### Complete the following
[A] In the essay about toilets, what prompted Karen to start talking about the British?
[B] Repeat the part of the essay about toilets between "Ode de Toilet" and "darkly.  And so I have.", inclusive, word for word.

### Extracted text
· · · · · · ·

Ode de Toilet

photo courtesy of

Back in ’93, my neighbors in Houston were an unusual couple:  Johnny and Karen.  He was Mexican as can be, albeit a tall Mexican (the rarest kind! Ha!), and she was from Germany.  When I mentioned that Honey and I were packing up our lives and children and moving to London, Karen beamed and said, in her vaguely clipped but excellent German/American accent, “Oh, you will just LUFF the British!  They are Wonderful!”  And she was, of course, right.  She then leaned into a conspiratorial closeness, adding, “Just wait until you see the toilets!”  Confused and a trifle alarmed, I replied, “What about them?”  “Oh, YOU’LL see…” she whispered darkly.  And so I have.

· · · · · · ·

Image object location entries
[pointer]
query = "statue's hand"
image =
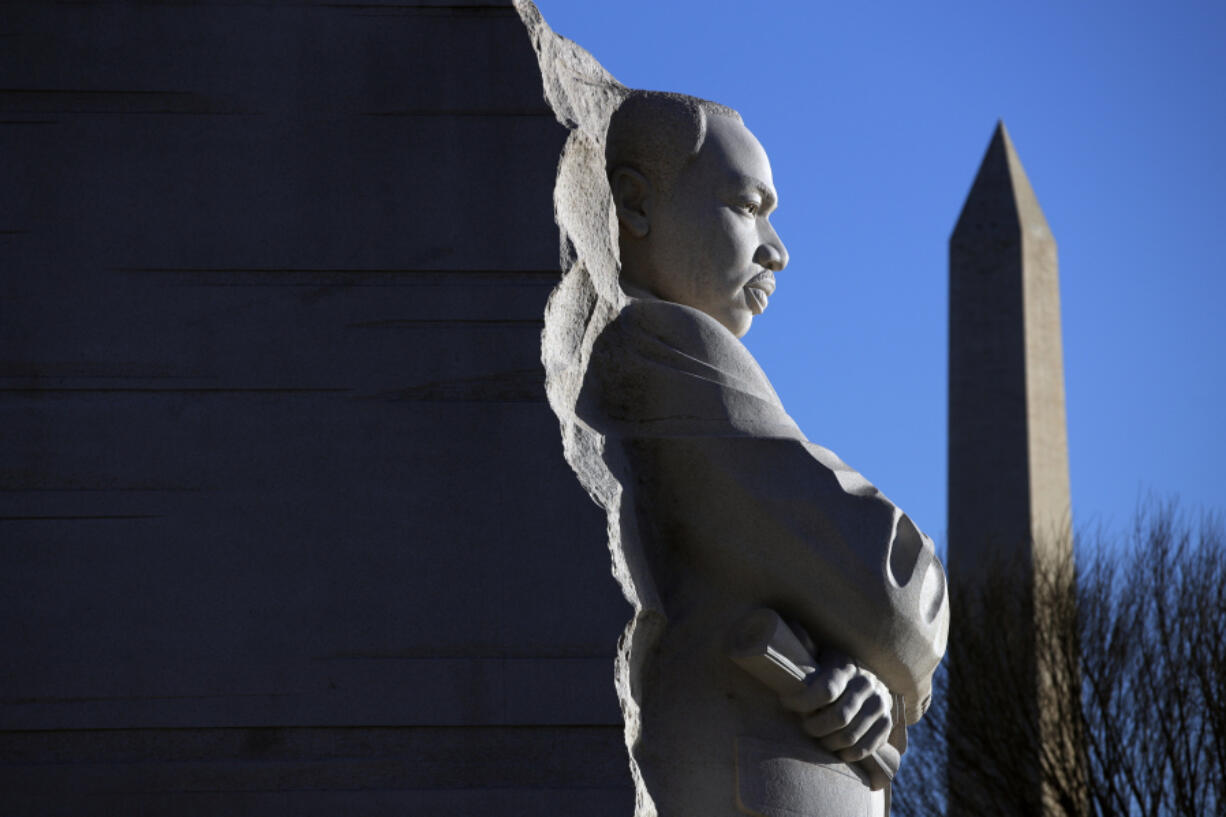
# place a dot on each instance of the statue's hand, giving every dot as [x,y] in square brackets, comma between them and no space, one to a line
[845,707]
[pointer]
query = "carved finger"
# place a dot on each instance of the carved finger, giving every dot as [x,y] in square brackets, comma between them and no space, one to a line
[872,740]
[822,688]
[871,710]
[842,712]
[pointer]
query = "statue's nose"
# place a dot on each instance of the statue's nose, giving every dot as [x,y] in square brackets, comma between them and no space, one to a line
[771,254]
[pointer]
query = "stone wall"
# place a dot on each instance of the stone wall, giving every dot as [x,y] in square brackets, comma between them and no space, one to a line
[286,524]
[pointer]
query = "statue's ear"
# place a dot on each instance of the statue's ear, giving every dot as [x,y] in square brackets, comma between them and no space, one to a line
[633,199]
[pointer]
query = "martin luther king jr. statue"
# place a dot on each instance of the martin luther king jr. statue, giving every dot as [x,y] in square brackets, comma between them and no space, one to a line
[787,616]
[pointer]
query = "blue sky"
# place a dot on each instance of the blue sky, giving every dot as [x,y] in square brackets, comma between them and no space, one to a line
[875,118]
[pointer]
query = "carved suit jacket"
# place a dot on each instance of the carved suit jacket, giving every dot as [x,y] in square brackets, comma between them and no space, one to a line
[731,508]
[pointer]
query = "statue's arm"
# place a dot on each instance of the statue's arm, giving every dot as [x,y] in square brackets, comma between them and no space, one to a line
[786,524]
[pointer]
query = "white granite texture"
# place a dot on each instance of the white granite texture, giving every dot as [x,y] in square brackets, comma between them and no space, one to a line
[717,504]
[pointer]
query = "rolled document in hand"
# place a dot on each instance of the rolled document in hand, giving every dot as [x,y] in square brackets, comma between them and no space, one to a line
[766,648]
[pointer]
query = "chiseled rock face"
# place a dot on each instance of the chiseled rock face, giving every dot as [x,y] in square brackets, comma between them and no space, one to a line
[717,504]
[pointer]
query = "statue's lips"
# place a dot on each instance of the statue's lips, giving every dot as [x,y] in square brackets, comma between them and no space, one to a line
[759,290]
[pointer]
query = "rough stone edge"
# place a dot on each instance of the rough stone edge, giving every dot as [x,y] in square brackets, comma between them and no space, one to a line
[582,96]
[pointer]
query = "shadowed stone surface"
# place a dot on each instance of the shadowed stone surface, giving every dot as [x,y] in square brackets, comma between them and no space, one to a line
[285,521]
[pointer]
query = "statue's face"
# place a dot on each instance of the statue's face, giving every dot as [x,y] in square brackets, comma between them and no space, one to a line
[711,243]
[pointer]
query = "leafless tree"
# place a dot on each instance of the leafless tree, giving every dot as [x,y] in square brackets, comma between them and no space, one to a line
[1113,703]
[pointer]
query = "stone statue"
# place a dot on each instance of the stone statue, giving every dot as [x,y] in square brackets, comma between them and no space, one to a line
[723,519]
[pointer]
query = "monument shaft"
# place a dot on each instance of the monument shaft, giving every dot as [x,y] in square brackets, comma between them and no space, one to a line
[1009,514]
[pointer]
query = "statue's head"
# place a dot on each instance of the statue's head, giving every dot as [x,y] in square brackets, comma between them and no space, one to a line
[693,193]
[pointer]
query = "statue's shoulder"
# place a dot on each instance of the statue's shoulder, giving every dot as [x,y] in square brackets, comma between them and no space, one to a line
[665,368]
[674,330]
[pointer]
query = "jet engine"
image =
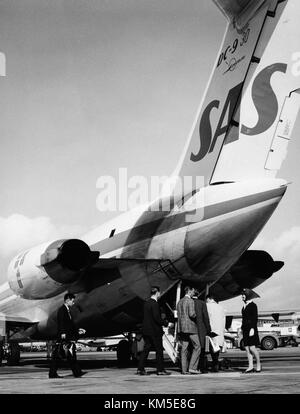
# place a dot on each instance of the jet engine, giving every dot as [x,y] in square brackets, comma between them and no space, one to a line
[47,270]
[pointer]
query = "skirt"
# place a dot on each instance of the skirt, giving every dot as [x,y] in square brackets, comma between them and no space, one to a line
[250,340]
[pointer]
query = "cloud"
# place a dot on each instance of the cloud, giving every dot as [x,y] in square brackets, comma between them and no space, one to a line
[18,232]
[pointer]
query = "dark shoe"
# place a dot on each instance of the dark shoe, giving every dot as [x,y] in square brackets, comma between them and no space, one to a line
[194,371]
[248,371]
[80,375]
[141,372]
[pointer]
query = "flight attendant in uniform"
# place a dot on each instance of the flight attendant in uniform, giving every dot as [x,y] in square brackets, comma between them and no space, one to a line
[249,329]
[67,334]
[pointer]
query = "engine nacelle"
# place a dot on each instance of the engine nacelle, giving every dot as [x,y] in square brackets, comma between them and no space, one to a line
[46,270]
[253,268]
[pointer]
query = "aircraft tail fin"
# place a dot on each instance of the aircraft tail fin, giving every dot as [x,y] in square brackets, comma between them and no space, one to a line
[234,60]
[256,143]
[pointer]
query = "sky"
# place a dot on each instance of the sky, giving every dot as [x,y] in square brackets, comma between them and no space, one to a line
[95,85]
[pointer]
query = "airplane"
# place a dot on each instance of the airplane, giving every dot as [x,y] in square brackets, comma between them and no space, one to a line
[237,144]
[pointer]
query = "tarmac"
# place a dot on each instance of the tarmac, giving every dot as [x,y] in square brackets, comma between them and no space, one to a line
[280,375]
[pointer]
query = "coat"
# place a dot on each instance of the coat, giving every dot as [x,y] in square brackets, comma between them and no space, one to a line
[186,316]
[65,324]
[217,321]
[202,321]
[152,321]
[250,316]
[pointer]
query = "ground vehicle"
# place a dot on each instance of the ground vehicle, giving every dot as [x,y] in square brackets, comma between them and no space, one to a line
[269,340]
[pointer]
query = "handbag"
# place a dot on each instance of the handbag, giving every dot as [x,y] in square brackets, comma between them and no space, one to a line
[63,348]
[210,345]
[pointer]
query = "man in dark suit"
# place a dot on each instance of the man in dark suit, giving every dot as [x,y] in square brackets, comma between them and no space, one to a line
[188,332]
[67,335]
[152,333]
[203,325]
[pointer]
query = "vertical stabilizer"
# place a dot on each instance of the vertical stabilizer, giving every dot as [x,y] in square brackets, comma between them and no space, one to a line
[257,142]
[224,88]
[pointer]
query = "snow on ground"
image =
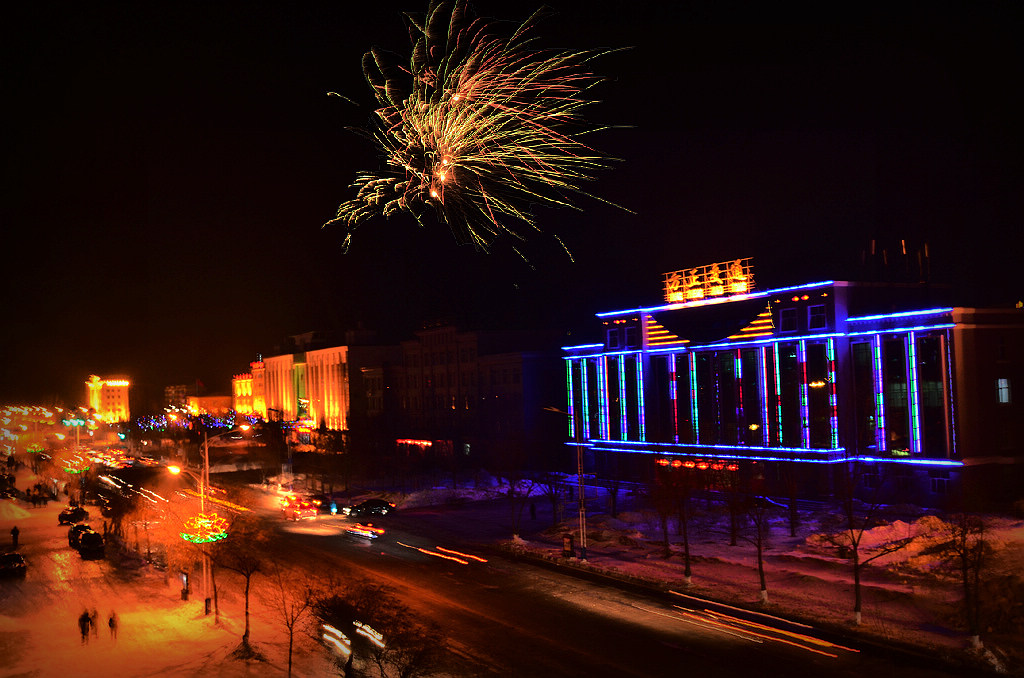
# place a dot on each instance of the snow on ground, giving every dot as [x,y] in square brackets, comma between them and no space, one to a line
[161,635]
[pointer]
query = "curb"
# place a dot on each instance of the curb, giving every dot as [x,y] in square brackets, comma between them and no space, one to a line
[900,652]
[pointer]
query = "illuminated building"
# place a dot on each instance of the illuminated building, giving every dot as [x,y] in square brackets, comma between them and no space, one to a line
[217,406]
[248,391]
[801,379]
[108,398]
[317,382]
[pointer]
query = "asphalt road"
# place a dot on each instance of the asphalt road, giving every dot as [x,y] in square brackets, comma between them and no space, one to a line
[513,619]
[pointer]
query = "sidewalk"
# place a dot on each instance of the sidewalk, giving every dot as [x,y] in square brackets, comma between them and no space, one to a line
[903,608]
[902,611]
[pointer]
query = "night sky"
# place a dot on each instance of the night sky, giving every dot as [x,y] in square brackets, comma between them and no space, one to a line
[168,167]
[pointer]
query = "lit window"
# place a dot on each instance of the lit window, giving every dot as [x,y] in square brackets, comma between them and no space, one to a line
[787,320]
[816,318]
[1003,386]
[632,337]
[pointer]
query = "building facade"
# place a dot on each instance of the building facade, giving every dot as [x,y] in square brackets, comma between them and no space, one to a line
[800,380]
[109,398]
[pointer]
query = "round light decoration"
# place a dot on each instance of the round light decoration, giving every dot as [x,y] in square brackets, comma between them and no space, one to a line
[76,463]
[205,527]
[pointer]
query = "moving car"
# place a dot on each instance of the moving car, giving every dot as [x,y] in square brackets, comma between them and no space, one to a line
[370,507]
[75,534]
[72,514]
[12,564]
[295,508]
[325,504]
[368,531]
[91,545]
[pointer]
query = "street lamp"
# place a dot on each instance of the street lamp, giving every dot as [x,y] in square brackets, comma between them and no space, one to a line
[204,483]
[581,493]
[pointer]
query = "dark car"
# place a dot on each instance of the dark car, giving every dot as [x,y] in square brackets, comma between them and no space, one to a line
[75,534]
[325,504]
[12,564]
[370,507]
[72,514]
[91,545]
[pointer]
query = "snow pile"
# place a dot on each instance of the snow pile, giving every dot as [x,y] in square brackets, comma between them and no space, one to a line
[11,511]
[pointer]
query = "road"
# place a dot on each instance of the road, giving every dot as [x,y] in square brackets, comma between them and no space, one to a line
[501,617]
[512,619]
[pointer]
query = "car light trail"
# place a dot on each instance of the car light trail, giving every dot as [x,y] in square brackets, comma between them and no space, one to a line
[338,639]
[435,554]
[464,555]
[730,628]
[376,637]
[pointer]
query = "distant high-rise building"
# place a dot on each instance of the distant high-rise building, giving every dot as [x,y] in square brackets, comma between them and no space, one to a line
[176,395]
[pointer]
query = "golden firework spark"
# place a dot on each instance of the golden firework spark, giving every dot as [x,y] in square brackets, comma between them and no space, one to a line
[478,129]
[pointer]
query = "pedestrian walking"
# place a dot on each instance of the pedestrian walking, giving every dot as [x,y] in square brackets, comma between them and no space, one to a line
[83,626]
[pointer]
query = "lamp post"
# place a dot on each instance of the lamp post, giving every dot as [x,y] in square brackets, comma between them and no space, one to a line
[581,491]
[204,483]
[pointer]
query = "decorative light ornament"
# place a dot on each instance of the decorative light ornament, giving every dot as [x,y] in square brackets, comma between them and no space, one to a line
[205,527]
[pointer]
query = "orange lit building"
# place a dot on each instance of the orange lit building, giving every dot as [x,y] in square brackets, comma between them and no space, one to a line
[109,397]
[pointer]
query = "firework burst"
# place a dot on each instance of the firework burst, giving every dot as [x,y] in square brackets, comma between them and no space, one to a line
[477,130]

· · · · · · ·

### Completed exercise
[A] The narrator had told her that Honey and the narrator were packing up their lives and children and moving to London. On hearing this, Karen beamed and told the narrator they would love the British.

[B]
Ode de Toilet

photo courtesy of

Back in ’93, my neighbors in Houston were an unusual couple:  Johnny and Karen.  He was Mexican as can be, albeit a tall Mexican (the rarest kind! Ha!), and she was from Germany.  When I mentioned that Honey and I were packing up our lives and children and moving to London, Karen beamed and said, in her vaguely clipped but excellent German/American accent, “Oh, you will just LUFF the British!  They are Wonderful!”  And she was, of course, right.  She then leaned into a conspiratorial closeness, adding, “Just wait until you see the toilets!”  Confused and a trifle alarmed, I replied, “What about them?”  “Oh, YOU’LL see…” she whispered darkly.  And so I have.